Records from a collection
__________________________________________________

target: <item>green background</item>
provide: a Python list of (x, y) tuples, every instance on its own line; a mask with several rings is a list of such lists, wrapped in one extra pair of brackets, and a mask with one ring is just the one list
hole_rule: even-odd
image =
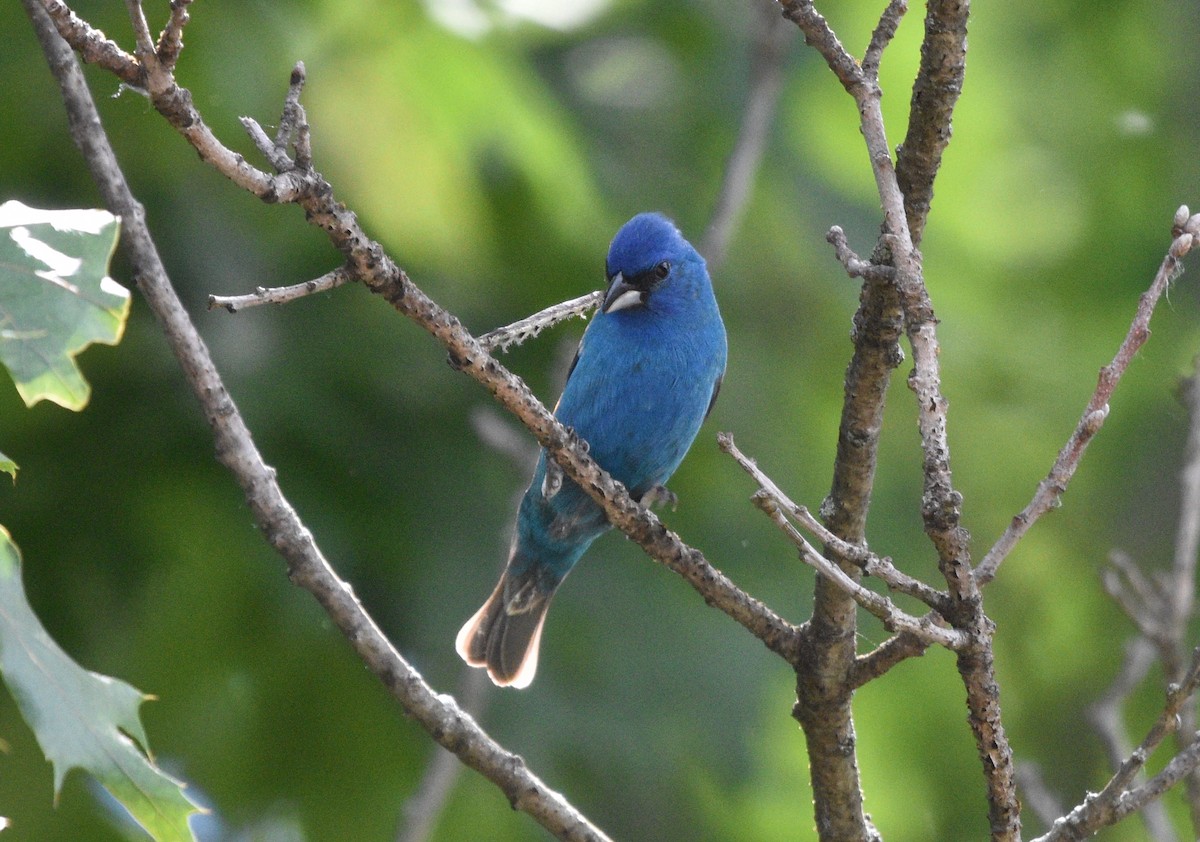
[[(861, 55), (882, 4), (822, 5)], [(148, 6), (157, 29), (167, 4)], [(131, 45), (124, 4), (74, 8)], [(539, 8), (205, 0), (192, 7), (178, 78), (217, 135), (258, 161), (237, 117), (273, 125), (303, 60), (317, 167), (422, 288), (483, 332), (598, 287), (608, 240), (637, 211), (665, 211), (702, 237), (758, 20), (752, 5), (715, 0), (546, 3), (583, 12), (553, 26), (533, 19)], [(923, 251), (976, 558), (1078, 419), (1176, 206), (1200, 207), (1193, 12), (1165, 0), (975, 10)], [(922, 17), (914, 4), (884, 56), (893, 146)], [(0, 24), (0, 200), (98, 204), (18, 4), (0, 6)], [(239, 192), (136, 92), (87, 72), (172, 279), (285, 493), (405, 656), (455, 691), (454, 634), (490, 592), (530, 469), (478, 429), (529, 437), (362, 289), (206, 311), (210, 293), (317, 277), (338, 256), (299, 211)], [(841, 225), (866, 253), (878, 222), (853, 104), (797, 39), (744, 220), (714, 273), (730, 341), (721, 400), (672, 481), (679, 508), (664, 514), (795, 621), (809, 613), (812, 573), (749, 504), (751, 483), (715, 434), (733, 432), (794, 499), (820, 504), (857, 302), (824, 234)], [(113, 274), (131, 283), (119, 257)], [(1098, 572), (1114, 548), (1151, 568), (1170, 559), (1187, 425), (1175, 392), (1200, 351), (1195, 274), (1160, 307), (1064, 506), (987, 591), (1009, 738), (1068, 805), (1107, 777), (1084, 713), (1131, 634)], [(581, 328), (557, 328), (506, 362), (552, 401)], [(395, 838), (439, 749), (288, 583), (213, 459), (145, 304), (135, 296), (121, 345), (81, 363), (94, 394), (79, 414), (25, 410), (11, 385), (0, 388), (0, 450), (21, 466), (15, 487), (0, 482), (0, 522), (23, 551), (43, 622), (84, 665), (158, 697), (143, 708), (151, 745), (213, 808), (202, 838)], [(936, 582), (907, 372), (894, 378), (868, 533), (878, 552)], [(865, 650), (886, 633), (868, 620), (861, 637)], [(760, 643), (614, 535), (557, 597), (533, 687), (487, 688), (480, 716), (617, 838), (806, 839), (791, 685)], [(1136, 696), (1127, 721), (1137, 739), (1160, 698), (1154, 686)], [(857, 694), (866, 804), (885, 838), (986, 836), (964, 720), (941, 651)], [(51, 806), (50, 767), (3, 694), (0, 738), (6, 838), (139, 838), (82, 775)], [(1176, 796), (1168, 801), (1182, 821)], [(1026, 826), (1036, 828), (1028, 813)], [(434, 838), (545, 835), (467, 772)], [(1134, 819), (1102, 836), (1144, 832)]]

__________________________________________________

** WORK REQUEST **
If a line comes after the one containing "hole_rule: even-odd", leave it out; set down every line of the data before it, and that line itself, exactly.

** EXERCISE OUTPUT **
target: <item>green background</item>
provide: a Python list of (x, y) tuples, every instance on its own line; a mask with several rings is a list of such lists, wrapped in one extra pair of brackets, and a mask with one ring is just the one list
hole_rule: even-odd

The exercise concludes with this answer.